◆ The problem
Skip every image and restate the data word for word.

◆ Extracted entries
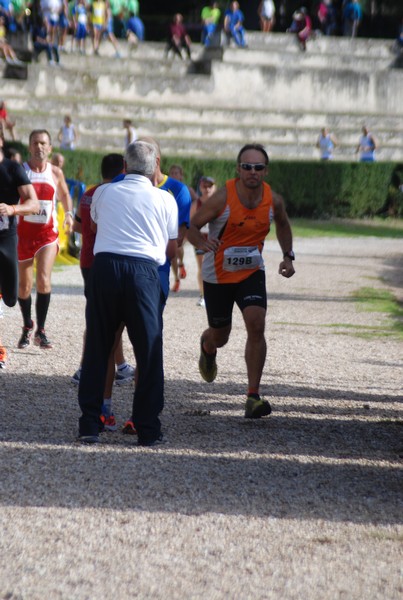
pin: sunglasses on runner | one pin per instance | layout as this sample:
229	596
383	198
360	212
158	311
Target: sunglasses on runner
254	166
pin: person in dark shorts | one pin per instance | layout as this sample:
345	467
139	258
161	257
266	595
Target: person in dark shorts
239	217
14	184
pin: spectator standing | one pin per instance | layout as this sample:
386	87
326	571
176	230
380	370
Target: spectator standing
267	12
233	25
51	10
330	24
41	43
5	48
5	122
131	135
302	26
399	39
112	165
64	25
134	31
14	154
80	20
177	263
14	184
207	188
367	145
210	16
67	135
240	216
178	38
130	244
352	17
326	143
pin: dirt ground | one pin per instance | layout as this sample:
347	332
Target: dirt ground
305	504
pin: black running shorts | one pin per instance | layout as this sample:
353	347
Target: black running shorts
220	298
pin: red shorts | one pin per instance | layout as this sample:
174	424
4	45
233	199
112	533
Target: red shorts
28	248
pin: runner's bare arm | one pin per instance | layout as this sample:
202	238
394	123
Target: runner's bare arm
29	206
284	235
63	195
206	213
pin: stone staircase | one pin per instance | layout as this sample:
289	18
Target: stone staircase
270	92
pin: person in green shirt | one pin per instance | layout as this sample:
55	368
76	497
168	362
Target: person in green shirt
210	16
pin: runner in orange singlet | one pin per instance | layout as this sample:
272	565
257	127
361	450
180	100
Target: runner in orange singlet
239	217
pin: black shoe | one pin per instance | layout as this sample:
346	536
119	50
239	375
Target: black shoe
41	340
207	364
255	407
25	337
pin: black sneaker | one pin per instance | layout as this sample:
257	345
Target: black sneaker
255	407
88	439
41	340
207	364
25	338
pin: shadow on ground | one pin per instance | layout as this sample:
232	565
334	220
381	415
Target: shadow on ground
295	466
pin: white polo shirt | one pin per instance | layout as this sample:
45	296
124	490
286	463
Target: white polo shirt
134	218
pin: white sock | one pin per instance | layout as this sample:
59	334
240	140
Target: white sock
107	407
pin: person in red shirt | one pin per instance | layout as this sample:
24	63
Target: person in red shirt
5	122
178	37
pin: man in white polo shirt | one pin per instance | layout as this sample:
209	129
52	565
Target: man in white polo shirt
137	228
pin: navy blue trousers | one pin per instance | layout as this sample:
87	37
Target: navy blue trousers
128	290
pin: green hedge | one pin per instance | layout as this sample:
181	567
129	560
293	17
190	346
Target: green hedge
311	189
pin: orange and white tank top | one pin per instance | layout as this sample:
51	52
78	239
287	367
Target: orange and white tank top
242	232
45	187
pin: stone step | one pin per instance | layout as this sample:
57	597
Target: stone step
25	108
217	141
270	92
150	57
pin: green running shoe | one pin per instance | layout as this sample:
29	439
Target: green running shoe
207	364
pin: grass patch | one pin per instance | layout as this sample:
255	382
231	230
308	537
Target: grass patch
382	301
307	228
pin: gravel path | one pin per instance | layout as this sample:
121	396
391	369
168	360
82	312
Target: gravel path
305	504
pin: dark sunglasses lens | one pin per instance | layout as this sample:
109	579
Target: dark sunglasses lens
250	166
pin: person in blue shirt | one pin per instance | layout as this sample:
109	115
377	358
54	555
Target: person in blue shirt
134	30
352	17
233	25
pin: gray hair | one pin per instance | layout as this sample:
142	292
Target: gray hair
141	158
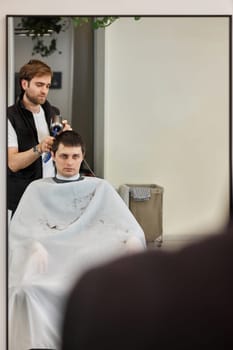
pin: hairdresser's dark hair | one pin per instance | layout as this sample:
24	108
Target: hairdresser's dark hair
68	138
33	68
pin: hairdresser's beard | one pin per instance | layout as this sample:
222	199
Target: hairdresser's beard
36	100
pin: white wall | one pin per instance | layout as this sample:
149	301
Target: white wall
75	7
167	115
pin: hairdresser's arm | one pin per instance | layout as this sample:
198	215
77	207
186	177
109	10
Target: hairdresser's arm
20	160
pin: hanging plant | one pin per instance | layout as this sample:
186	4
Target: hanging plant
41	27
43	30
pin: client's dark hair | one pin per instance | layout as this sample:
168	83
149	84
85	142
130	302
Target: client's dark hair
68	138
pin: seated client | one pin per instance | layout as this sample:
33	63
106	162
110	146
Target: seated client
62	227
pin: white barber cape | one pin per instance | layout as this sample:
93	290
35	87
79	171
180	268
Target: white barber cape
58	231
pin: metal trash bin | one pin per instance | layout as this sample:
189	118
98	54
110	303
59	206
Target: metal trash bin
147	211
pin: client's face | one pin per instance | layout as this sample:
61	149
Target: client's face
68	160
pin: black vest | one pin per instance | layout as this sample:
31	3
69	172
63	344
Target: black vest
23	122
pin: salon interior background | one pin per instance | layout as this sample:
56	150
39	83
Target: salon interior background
77	7
160	115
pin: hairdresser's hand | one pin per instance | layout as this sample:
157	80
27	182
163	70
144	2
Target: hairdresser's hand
66	126
46	144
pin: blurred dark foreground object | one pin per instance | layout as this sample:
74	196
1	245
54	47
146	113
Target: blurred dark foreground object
156	300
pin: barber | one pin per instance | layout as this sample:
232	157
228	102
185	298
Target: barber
29	135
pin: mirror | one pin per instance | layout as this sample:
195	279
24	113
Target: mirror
158	108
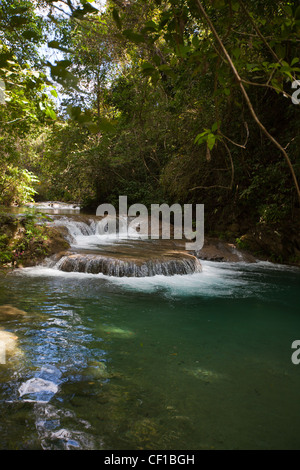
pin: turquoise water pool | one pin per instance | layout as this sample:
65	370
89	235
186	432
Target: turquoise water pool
201	361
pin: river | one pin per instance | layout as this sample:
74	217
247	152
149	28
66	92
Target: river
194	361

◆ Solution for this exercise
pin: sunglasses on runner | one pin per instance | layout as this sample:
229	596
383	198
360	212
158	311
Target: sunglasses on runner
254	166
pin: person in dark shorts | one pin per instance | layout as this sample:
345	467
139	258
161	257
266	595
Target: person in dark shorts
239	217
14	184
pin: spectator standing | one pin per instance | layout as this sample:
386	87
326	571
176	230
380	370
Target: spectator standing
267	12
233	25
51	10
330	24
41	43
5	48
5	122
131	135
302	26
399	39
112	165
64	25
134	31
14	154
80	20
177	263
14	184
207	188
367	145
210	16
67	135
240	216
178	38
130	244
352	17
326	143
pin: dirt ground | one pin per instance | layout as this sample:
347	332
Target: dirt ground
305	504
pin: black running shorts | one pin per instance | layout as this sample:
353	347
Target: black running shorts
220	298
pin: red shorts | one pin per instance | layout as this sample:
174	424
4	45
233	199
112	533
Target: red shorts
28	248
pin: runner's bare arm | one pin per instance | layout as this sample:
202	238
394	123
Target: runner's bare arm
29	206
284	235
63	195
206	213
pin: stone staircase | one pin per instance | layout as this sample:
289	18
Target: stone staircase
270	92
pin: person in green shirt | one pin per instance | layout as this sample:
55	368
76	497
168	362
Target: person in green shirt
210	16
pin: runner in orange singlet | one pin per instance | layout as this sample:
272	565
257	127
361	450
180	100
Target: runner in orange singlet
239	217
pin: black shoe | one pin per instance | layout as this sample:
346	536
119	50
239	375
Target: black shoe
41	340
207	364
255	407
25	337
pin: black sneaker | one pin per instance | layout as this sample:
257	345
Target: black sneaker
255	407
88	439
41	340
207	364
25	338
pin: shadow on ground | one pin per instance | layout as this sample:
232	565
334	220
381	415
Target: shadow on ground
295	466
pin: white polo shirt | one pin per instance | layout as this sample:
45	296
124	490
286	463
Target: white polo shirt
134	218
pin: white sock | one pin per instance | layout as this sample:
59	334
240	140
Target: white sock
107	407
pin: person in red shirt | one pin per instance | layout as this sample:
24	63
Target: person in red shirt
5	122
178	37
pin: man in white polo shirt | one pin per instance | layout as this sample:
209	129
52	565
Target: man in white polo shirt
137	228
pin: navy blue trousers | one pin per instance | layout as this sample:
87	37
Target: navy blue trousers
128	290
pin: green hedge | one pin per instance | layout as this sample:
181	567
129	560
293	17
190	346
Target: green hedge
311	189
pin: orange and white tank top | one pin per instance | layout as this sample:
51	52
78	239
287	367
Target: orange and white tank top
242	232
45	187
pin: stone step | one pin per instance | layout as this sample:
57	597
Target: stone step
25	108
217	141
270	92
150	57
pin: green running shoe | one pin per instance | layout as this sample:
29	439
Target: green running shoe
207	364
pin: grass patch | one pin per instance | layout as this sample:
255	382
231	230
308	537
Target: grass patch
382	301
307	228
pin: gravel path | one pin per instance | layout as this sample:
121	396
391	369
168	360
82	312
Target: gravel path
305	504
pin: dark sunglasses lens | one pin per instance | layout as this sample:
109	579
Target: dark sunglasses lens
250	166
pin: person in blue shirt | one pin per instance | layout as this sample:
109	115
377	358
54	555
Target: person in blue shirt
134	30
352	17
233	25
pin: gray hair | one pin per instance | layout as this sample:
142	292
Target: gray hair
141	158
pin: hairdresser's dark hair | one pin per instance | layout as this sample:
24	108
Target: hairdresser's dark hair
68	138
33	68
pin: hairdresser's beard | one pin per instance | layout as this sample:
222	199
Target: hairdresser's beard
36	100
pin: white wall | one pin per instance | layout as this sample:
149	301
Target: white wall
75	7
167	115
pin: hairdresser's arm | one pin per instance | layout as this sample:
198	215
77	207
186	177
109	10
Target: hairdresser's arm
20	160
pin: hanging plant | one pin per instance | layout as this sample:
186	4
Target: hanging plant
41	27
43	30
pin: client's dark hair | one pin per instance | layout as this sample:
168	83
149	84
85	142
130	302
Target: client's dark hair
68	138
pin: seated client | one pin per instance | layout as this sample:
33	63
106	162
110	146
Target: seated client
62	227
pin: white barber cape | one pin per instance | layout as this sample:
93	290
35	87
79	171
180	268
Target: white barber cape
58	231
pin: metal trash bin | one pin per instance | layout as this sample:
189	118
98	54
110	303
59	206
Target: metal trash bin
147	211
pin: client's face | one pin per instance | layout as this sample:
61	149
Target: client's face
68	160
pin: black vest | one pin per instance | layout as this sample:
31	3
69	172
63	344
Target: black vest
23	122
pin: salon interior background | one pin per instance | layout as this sample:
56	150
39	83
Target: salon interior background
77	7
160	115
pin: hairdresser's hand | one pin per instance | layout as this sample:
157	80
27	182
163	70
144	2
Target: hairdresser's hand
66	126
46	144
pin: blurred dark foreground object | one pin per instance | layout as this sample:
74	196
1	245
54	47
146	113
Target: blurred dark foreground object
156	300
pin: barber | one pin per instance | layout as this sample:
232	157
228	102
185	298
Target: barber
29	135
pin: mirror | one pin per instance | layout as this sample:
195	279
24	113
Target: mirror
158	108
pin: turquoise water pool | one pin per instance | layout as this sample:
65	370
89	235
186	432
Target: turquoise water pool
201	361
pin: river | one pin per instance | layout as this sample:
74	217
247	152
149	28
66	92
Target: river
194	361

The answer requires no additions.